=== RECORDS PROVIDED ===
+ + + + + + +

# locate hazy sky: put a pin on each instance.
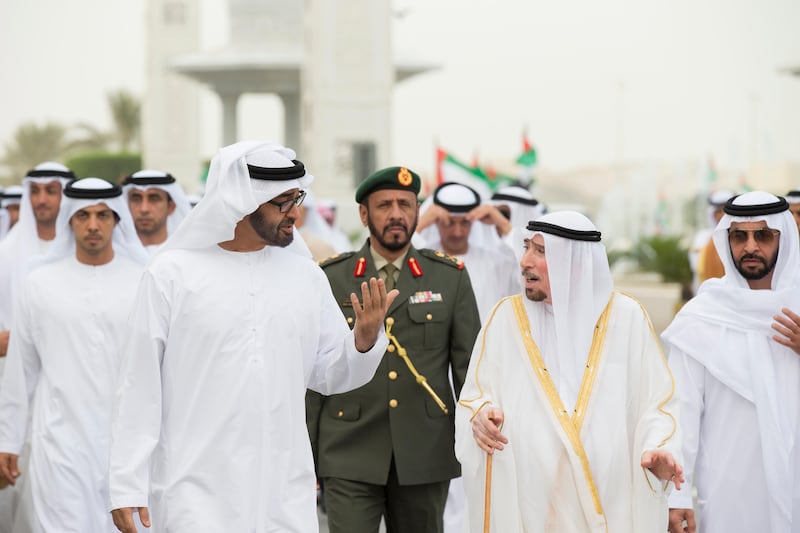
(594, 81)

+ + + + + + +

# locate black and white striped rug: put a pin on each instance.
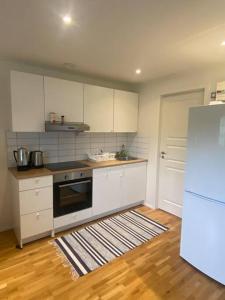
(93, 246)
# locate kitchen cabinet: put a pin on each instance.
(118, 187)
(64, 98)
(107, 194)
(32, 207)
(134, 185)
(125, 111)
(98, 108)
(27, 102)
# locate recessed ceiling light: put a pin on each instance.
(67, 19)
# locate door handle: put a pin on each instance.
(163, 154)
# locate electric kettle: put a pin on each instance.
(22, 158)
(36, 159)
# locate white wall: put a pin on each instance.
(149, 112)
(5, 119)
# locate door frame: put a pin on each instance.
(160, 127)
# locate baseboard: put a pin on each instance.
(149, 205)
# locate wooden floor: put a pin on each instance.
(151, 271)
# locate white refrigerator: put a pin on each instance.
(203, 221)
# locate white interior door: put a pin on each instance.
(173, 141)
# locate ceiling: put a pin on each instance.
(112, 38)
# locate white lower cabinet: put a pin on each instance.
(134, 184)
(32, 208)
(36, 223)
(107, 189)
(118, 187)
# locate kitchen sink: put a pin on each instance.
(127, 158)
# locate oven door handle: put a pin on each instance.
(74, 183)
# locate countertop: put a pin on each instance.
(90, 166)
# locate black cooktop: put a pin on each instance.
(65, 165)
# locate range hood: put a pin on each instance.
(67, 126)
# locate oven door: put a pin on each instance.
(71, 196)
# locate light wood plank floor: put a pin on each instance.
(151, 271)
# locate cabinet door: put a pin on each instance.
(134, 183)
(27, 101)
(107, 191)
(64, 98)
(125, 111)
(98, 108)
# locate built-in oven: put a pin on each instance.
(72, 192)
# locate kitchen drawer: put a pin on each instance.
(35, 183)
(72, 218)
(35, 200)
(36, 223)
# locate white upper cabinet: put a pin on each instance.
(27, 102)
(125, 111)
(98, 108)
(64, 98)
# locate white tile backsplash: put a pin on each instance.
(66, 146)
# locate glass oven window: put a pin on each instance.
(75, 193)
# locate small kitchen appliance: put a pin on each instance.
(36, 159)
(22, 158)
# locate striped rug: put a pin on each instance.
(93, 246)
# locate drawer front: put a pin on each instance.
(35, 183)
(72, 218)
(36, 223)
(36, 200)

+ + + + + + +

=== DESCRIPTION OF THE TASK ===
From the data above, pull out every line that contains the word "floor" and copy each one unchanged.

=== OUTPUT ===
# locate wooden floor: put a pin on each instance.
# locate light wood plank floor: put a pin on each instance.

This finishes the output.